▶ What this task involves:
Reproduce verbatim the lines of the listing below, beginning at the line that contains "Where can the tree" and stopping after the line that contains "column 427, row 101". Give only those lines.

▶ Material shown:

## START

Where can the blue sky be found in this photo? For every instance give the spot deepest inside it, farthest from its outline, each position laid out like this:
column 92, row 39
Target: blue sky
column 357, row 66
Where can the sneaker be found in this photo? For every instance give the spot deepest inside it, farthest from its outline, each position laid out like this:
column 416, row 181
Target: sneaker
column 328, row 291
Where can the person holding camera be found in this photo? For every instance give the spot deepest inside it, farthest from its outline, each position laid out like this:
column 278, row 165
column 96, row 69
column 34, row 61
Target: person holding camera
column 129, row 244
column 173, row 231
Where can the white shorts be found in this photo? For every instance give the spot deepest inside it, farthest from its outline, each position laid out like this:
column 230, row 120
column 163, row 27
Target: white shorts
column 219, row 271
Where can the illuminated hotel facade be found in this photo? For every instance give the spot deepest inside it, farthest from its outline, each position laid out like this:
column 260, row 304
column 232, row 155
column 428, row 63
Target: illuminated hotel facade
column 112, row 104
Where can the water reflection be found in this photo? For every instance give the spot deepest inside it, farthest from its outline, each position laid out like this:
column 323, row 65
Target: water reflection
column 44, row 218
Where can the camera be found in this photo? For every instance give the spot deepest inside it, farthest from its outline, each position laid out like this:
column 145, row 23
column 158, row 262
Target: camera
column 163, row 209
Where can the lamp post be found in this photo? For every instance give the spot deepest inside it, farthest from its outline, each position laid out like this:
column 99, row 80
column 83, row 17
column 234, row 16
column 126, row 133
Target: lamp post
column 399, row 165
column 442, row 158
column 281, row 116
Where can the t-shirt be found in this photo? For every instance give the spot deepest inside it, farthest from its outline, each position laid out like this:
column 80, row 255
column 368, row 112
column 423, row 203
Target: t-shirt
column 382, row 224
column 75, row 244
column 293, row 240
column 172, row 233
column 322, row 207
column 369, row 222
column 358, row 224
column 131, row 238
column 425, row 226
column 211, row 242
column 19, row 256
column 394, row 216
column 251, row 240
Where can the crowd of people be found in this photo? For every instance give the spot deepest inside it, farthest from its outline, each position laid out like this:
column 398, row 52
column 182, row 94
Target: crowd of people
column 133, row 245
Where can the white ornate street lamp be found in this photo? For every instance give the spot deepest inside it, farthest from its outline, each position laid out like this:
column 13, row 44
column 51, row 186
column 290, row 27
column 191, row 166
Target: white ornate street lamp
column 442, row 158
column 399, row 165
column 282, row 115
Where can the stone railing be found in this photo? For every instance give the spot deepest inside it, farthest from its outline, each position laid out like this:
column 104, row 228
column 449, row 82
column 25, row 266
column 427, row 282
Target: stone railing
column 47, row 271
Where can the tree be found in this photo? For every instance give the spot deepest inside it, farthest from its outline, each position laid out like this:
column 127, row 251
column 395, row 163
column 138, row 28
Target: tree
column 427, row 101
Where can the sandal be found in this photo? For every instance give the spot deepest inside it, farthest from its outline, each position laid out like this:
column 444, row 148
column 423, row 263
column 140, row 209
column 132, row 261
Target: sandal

## END

▶ The result:
Where can the tree be found in this photo? For every instance give the spot deepest inside it, farthest from its outline, each position laid out like this:
column 127, row 251
column 395, row 163
column 138, row 28
Target: tree
column 427, row 101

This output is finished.